(WHAT THIS EXERCISE ASKS)
a – In the reply analysis, what share of total engagement came from critical voices?
b – Transcribe everything in the reply analysis from "The reaction was" down to "the public’s response.".
c – Condense the paragraph of the reply analysis that begins "The gap between the two charts" into one or two sentences, keeping its main facts.

(PASSAGE PROVIDED)
/---
The reaction was swift and overwhelmingly supportive. We analyzed the 52 genuine replies to the announcement (after removing duplicates and bot accounts) to understand the public’s response.

 

At a Glance

Comments
52
after dedup & spam removal
Total Likes
9,227
across all replies
Original Post
3,749♥
375K views
Support Rate
95.6%
by engagement weight
 

Sentiment Breakdown

We classified each reply into one of six categories and weighted the results by engagement (likes + retweets) to capture not just what was said, but what resonated. The picture is stark: supportive sentiment dominates by every measure.

 
Sentiment by engagement weight
Strongly supportive
77.6%
Shared experience
17.1%
Suggest legal action
3.6%
Measured supportive
0.9%
Neutral / constructive
0.4%
Critical / pushback
0.3%
 
Sentiment by comment count
Strongly supportive
29
Neutral / constructive
9
Critical / pushback
6
Suggest legal action
4
Measured supportive
3
Shared experience
1

The gap between the two charts tells an important story. Critical voices made up about 11.5% of replies by count (6 out of 52), but only 0.3% of total engagement. In other words, pushback existed but the audience largely ignored it. Meanwhile, the most-liked replies were emphatically in favor of the policy.

 

What People Actually Said

The five highest-engagement replies paint a vivid picture of why overE’s announcement hit a nerve.

 
「日本の男たちって本当に恥ずかしい。どんだけ恥ずかしい事か分かった方がいい」
\---
Rows from a pointing dataset
/---
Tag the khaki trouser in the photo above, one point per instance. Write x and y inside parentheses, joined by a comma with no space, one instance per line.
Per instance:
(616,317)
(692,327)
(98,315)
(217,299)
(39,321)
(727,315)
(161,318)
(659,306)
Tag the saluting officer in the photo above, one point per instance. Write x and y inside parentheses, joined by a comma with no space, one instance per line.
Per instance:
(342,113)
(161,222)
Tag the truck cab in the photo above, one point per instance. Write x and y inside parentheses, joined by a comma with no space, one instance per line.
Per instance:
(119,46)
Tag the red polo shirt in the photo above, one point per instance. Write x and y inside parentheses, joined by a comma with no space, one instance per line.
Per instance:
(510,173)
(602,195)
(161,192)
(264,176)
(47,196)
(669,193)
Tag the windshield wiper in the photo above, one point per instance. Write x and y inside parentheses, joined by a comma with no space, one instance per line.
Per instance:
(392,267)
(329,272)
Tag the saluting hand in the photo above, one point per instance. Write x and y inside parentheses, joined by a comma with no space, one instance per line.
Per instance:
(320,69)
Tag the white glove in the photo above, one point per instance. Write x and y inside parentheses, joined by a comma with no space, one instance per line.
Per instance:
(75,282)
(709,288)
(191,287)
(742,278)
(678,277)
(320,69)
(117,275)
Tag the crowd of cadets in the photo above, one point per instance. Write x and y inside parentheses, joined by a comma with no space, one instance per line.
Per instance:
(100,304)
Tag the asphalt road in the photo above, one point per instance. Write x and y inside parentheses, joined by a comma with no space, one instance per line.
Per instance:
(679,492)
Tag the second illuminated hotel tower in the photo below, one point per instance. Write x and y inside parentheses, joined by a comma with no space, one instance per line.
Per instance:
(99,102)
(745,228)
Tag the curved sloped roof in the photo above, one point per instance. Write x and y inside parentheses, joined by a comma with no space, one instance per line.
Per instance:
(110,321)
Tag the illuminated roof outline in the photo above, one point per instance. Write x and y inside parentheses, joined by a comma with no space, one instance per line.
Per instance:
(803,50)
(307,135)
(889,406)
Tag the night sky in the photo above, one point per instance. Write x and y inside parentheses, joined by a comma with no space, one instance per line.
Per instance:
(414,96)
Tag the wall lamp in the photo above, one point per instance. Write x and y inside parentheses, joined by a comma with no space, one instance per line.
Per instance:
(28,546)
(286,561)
\---
(EXPECTED RESULTS)
a – 0.3%

b –
The reaction was swift and overwhelmingly supportive. We analyzed the 52 genuine replies to the announcement (after removing duplicates and bot accounts) to understand the public’s response.

c – Critical replies made up about 11.5% of replies by count (6 of 52) but only 0.3% of total engagement, so the audience largely ignored the pushback. The most-liked replies strongly favored the policy.